(Referring expression pointing data)
<<<<

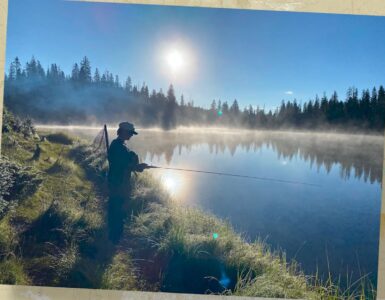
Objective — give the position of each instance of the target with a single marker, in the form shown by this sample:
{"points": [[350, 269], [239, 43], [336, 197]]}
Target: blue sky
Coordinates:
{"points": [[256, 57]]}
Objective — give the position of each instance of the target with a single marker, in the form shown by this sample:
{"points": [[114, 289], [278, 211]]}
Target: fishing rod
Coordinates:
{"points": [[236, 175]]}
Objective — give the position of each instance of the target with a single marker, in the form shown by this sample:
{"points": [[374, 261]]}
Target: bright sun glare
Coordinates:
{"points": [[175, 60], [178, 61]]}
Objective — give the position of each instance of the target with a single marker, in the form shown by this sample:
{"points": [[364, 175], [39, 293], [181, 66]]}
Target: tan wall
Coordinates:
{"points": [[366, 7]]}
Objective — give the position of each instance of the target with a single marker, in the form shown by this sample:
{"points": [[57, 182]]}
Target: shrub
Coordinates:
{"points": [[60, 138], [16, 182]]}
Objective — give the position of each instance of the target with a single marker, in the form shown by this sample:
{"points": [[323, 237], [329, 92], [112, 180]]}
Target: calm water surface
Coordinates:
{"points": [[336, 222]]}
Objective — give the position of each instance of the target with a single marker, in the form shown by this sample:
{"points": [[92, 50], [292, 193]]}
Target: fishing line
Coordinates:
{"points": [[239, 176]]}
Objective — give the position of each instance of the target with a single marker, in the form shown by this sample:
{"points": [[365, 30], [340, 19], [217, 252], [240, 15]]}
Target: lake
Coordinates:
{"points": [[331, 227]]}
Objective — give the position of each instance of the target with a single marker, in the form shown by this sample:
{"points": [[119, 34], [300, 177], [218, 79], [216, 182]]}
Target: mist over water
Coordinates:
{"points": [[338, 221]]}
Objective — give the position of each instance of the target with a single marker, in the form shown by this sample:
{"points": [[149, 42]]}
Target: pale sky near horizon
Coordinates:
{"points": [[257, 57]]}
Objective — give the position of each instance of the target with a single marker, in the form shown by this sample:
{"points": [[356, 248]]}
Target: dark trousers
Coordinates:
{"points": [[116, 212]]}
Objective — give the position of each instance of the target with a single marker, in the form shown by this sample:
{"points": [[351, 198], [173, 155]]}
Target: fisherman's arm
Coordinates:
{"points": [[134, 164]]}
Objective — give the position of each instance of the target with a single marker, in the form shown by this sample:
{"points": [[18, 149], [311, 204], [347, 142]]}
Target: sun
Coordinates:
{"points": [[176, 60]]}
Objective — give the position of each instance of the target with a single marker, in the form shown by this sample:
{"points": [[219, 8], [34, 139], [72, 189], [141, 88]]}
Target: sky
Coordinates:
{"points": [[256, 57]]}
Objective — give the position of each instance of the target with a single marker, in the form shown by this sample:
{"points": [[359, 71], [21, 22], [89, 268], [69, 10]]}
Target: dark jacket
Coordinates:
{"points": [[122, 162]]}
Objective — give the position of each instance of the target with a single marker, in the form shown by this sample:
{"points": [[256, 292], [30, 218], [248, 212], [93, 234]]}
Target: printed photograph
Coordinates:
{"points": [[192, 150]]}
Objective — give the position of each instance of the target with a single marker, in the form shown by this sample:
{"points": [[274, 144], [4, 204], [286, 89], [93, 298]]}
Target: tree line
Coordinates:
{"points": [[51, 96]]}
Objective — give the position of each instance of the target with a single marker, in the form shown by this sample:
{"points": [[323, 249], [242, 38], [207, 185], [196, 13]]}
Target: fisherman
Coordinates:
{"points": [[122, 163]]}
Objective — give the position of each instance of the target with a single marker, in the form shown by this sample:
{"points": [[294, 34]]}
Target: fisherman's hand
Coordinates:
{"points": [[142, 167]]}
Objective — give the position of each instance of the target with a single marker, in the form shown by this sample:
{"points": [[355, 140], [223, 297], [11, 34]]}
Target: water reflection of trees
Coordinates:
{"points": [[357, 155], [360, 156]]}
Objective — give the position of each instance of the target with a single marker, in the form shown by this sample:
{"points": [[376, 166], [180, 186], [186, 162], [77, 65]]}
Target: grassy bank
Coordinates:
{"points": [[55, 234]]}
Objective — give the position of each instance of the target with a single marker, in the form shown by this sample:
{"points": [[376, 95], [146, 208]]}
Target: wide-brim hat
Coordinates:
{"points": [[128, 127]]}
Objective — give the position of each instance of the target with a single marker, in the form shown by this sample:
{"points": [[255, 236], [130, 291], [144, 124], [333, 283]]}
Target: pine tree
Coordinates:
{"points": [[97, 78], [128, 85], [75, 73], [85, 71]]}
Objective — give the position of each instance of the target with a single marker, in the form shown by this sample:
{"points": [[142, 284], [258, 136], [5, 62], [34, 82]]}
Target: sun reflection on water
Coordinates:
{"points": [[174, 183]]}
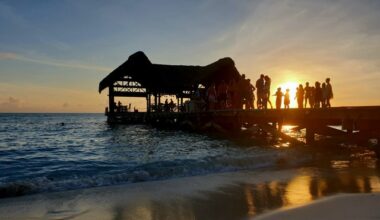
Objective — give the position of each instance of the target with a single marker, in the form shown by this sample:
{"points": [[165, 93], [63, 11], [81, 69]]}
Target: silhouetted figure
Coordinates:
{"points": [[118, 106], [166, 106], [308, 94], [171, 105], [300, 95], [312, 97], [211, 97], [251, 95], [279, 96], [267, 84], [330, 94], [235, 94], [318, 95], [260, 91], [222, 94], [287, 99], [324, 95]]}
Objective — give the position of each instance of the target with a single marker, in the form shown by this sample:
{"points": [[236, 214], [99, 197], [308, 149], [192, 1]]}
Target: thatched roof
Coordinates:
{"points": [[170, 78]]}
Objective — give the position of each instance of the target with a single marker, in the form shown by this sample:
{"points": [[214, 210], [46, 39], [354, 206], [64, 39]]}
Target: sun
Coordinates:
{"points": [[292, 86]]}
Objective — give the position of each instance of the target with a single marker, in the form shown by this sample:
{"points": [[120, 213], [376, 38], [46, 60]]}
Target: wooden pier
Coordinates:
{"points": [[362, 122], [138, 77]]}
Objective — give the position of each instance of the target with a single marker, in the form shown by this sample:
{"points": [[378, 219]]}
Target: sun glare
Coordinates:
{"points": [[292, 86]]}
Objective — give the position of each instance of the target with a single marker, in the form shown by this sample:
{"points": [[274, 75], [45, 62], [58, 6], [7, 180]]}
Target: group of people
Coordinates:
{"points": [[316, 96], [240, 94], [231, 95]]}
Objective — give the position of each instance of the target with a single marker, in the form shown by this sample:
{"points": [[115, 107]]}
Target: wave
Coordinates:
{"points": [[158, 170]]}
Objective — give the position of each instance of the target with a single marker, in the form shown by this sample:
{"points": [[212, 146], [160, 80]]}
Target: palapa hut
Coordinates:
{"points": [[138, 77]]}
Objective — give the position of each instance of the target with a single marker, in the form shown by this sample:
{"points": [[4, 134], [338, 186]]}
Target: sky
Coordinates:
{"points": [[53, 54]]}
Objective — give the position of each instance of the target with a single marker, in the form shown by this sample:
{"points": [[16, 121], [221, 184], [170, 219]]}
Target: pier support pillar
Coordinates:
{"points": [[111, 100], [310, 135]]}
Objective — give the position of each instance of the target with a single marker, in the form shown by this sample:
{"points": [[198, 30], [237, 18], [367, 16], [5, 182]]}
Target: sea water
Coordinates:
{"points": [[57, 152]]}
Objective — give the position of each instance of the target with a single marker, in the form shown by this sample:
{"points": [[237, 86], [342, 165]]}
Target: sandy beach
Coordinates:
{"points": [[342, 206], [289, 194]]}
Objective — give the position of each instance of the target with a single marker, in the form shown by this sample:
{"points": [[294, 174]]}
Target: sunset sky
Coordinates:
{"points": [[53, 54]]}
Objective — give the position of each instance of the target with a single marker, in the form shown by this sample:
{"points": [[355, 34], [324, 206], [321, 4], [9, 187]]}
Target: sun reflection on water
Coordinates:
{"points": [[298, 191]]}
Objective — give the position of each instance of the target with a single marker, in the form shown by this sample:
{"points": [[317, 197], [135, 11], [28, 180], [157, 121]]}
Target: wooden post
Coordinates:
{"points": [[310, 135], [111, 100], [178, 104], [155, 101], [148, 102]]}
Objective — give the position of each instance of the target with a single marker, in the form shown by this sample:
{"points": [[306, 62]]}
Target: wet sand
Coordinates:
{"points": [[238, 195]]}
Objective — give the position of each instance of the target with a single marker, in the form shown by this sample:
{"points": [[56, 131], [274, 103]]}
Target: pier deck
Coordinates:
{"points": [[359, 120]]}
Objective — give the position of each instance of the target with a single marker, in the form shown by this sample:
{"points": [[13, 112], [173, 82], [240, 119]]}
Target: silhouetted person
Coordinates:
{"points": [[287, 99], [222, 94], [118, 106], [260, 91], [235, 94], [312, 96], [171, 105], [279, 96], [243, 88], [308, 94], [324, 95], [318, 95], [330, 94], [300, 95], [211, 96], [249, 95], [266, 97], [166, 106]]}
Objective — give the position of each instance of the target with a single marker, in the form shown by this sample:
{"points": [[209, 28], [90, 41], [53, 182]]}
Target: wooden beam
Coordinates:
{"points": [[130, 94]]}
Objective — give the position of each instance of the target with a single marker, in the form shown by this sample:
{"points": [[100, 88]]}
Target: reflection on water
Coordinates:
{"points": [[298, 191], [243, 200]]}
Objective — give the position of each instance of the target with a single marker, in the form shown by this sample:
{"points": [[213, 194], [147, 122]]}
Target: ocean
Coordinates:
{"points": [[64, 166], [58, 152]]}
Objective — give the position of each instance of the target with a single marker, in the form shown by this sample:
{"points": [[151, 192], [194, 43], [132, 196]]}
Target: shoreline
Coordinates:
{"points": [[234, 195], [339, 207]]}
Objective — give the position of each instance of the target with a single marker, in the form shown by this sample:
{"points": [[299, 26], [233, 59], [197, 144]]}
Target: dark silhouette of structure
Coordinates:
{"points": [[138, 77]]}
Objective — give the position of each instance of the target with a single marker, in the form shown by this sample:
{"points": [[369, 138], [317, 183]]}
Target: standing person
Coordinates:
{"points": [[250, 97], [300, 95], [166, 106], [308, 94], [318, 95], [287, 99], [266, 94], [171, 105], [260, 91], [312, 96], [279, 96], [330, 94], [324, 95], [211, 97], [222, 94]]}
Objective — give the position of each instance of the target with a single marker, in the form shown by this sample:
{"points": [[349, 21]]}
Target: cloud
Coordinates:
{"points": [[10, 104], [50, 62], [7, 56]]}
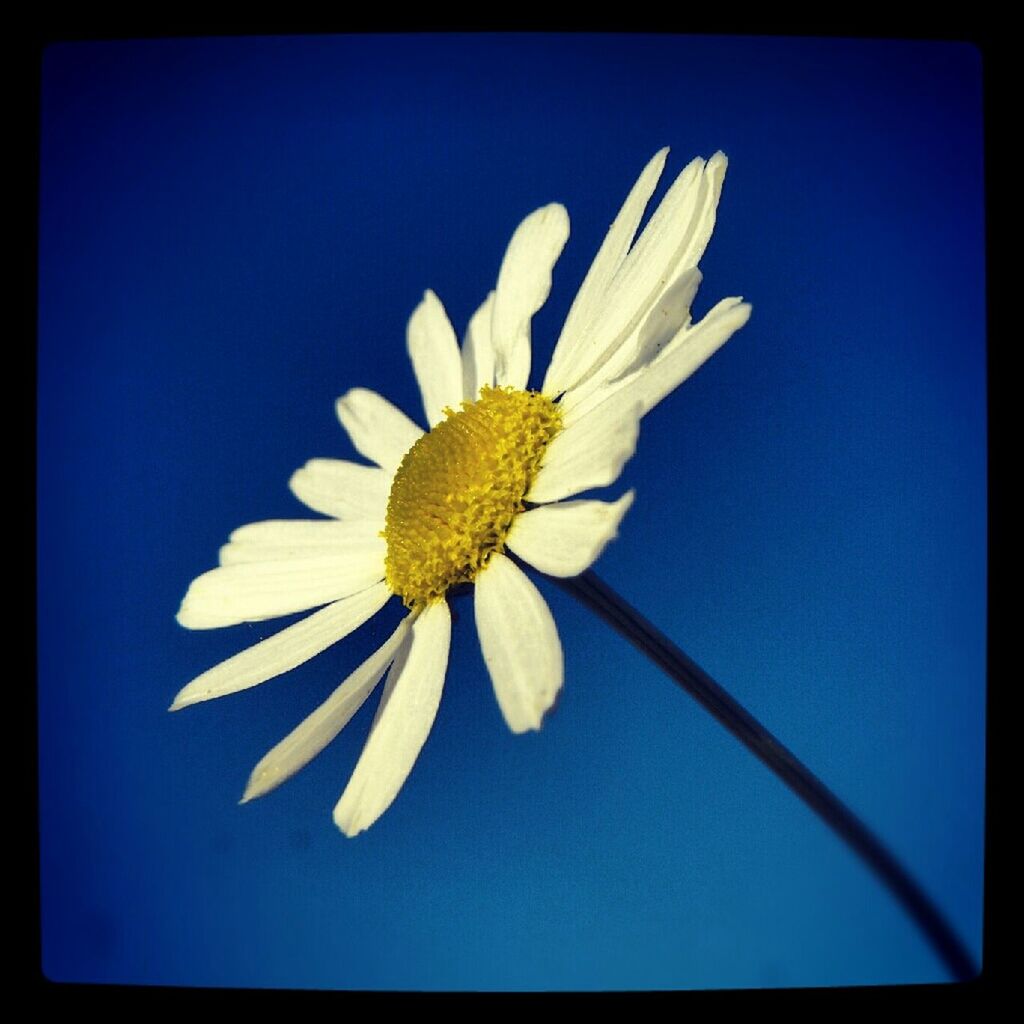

>>>>

* TASK
If a line of the records above holds the word "fishing", show it.

* OUTPUT BELOW
Target: fishing rod
Target: fishing line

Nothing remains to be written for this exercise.